[Data excerpts]
☆ ☆ ☆

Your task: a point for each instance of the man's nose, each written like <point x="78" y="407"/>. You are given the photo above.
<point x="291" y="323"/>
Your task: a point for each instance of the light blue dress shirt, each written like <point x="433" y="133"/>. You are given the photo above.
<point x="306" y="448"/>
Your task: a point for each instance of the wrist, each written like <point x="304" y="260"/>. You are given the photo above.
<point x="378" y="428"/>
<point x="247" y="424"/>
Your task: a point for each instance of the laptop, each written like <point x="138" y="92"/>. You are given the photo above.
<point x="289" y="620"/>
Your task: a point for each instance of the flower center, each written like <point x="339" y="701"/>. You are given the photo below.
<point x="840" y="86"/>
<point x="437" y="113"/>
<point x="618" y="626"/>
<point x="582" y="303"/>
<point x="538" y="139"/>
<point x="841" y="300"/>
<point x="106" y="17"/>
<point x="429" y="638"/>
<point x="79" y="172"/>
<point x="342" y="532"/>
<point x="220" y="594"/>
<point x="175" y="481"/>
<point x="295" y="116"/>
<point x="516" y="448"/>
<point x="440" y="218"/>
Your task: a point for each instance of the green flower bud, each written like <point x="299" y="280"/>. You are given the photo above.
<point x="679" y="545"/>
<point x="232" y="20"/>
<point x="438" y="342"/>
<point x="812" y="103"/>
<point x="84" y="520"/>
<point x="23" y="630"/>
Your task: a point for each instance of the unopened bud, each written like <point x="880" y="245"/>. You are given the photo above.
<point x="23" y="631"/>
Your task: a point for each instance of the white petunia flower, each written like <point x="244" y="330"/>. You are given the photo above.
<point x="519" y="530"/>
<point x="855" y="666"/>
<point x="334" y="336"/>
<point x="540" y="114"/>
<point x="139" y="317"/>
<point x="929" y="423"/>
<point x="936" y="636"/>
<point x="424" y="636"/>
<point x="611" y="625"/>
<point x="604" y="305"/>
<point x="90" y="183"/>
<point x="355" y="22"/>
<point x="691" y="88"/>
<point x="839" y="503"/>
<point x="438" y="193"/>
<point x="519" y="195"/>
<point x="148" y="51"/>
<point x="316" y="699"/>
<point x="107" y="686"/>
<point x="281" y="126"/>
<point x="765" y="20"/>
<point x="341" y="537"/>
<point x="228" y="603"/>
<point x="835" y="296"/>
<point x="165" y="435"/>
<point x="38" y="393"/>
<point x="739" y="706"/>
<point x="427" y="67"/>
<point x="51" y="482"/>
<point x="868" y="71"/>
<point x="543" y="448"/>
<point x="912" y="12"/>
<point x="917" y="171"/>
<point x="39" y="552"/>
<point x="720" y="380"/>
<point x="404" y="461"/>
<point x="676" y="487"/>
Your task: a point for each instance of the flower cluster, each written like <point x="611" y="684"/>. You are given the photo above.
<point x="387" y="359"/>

☆ ☆ ☆

▶ [What to work on]: Your answer must be the complete data, repeated word for word.

▶ [Answer for this exercise]:
Your task: a point for each instance of the man's nose, each written like <point x="78" y="407"/>. You are given the photo above.
<point x="291" y="323"/>
Your task: a point for each instance of the light blue dress shirt, each written like <point x="433" y="133"/>. You are given the photo above.
<point x="306" y="448"/>
Your task: a point for each instance of the wrist, each written like <point x="304" y="260"/>. You are given the photo above.
<point x="378" y="428"/>
<point x="247" y="424"/>
Your task: a point for each instance of the laptop, each written like <point x="138" y="92"/>. You are given the photo above.
<point x="289" y="620"/>
Your task: a point for each instance of the flower center, each written like <point x="339" y="701"/>. You are given the photo below.
<point x="840" y="86"/>
<point x="437" y="113"/>
<point x="618" y="626"/>
<point x="582" y="303"/>
<point x="538" y="139"/>
<point x="841" y="300"/>
<point x="106" y="17"/>
<point x="429" y="638"/>
<point x="79" y="172"/>
<point x="342" y="532"/>
<point x="220" y="594"/>
<point x="175" y="481"/>
<point x="295" y="116"/>
<point x="516" y="448"/>
<point x="440" y="218"/>
Your task: a point for each instance of the green flower bud, each written like <point x="299" y="280"/>. You are given the photo above.
<point x="679" y="545"/>
<point x="232" y="20"/>
<point x="438" y="342"/>
<point x="812" y="103"/>
<point x="84" y="520"/>
<point x="23" y="630"/>
Your task: a point for each instance of the unopened bud, each written like <point x="880" y="245"/>. You are given the photo above.
<point x="23" y="631"/>
Your task: a point for each instance of the white petunia flower, each written like <point x="244" y="330"/>. You are given the photo above.
<point x="519" y="530"/>
<point x="855" y="666"/>
<point x="334" y="336"/>
<point x="540" y="114"/>
<point x="139" y="317"/>
<point x="929" y="423"/>
<point x="936" y="636"/>
<point x="424" y="636"/>
<point x="611" y="625"/>
<point x="604" y="305"/>
<point x="90" y="183"/>
<point x="355" y="22"/>
<point x="691" y="88"/>
<point x="839" y="503"/>
<point x="438" y="193"/>
<point x="519" y="195"/>
<point x="148" y="51"/>
<point x="316" y="699"/>
<point x="107" y="686"/>
<point x="281" y="126"/>
<point x="765" y="20"/>
<point x="341" y="537"/>
<point x="228" y="603"/>
<point x="835" y="296"/>
<point x="165" y="435"/>
<point x="38" y="393"/>
<point x="739" y="706"/>
<point x="427" y="67"/>
<point x="51" y="482"/>
<point x="868" y="71"/>
<point x="543" y="448"/>
<point x="912" y="12"/>
<point x="917" y="171"/>
<point x="39" y="552"/>
<point x="720" y="380"/>
<point x="404" y="461"/>
<point x="676" y="487"/>
Your task: a point for each instance of the flower cluster, each written like <point x="611" y="684"/>. You are given the photo above.
<point x="387" y="359"/>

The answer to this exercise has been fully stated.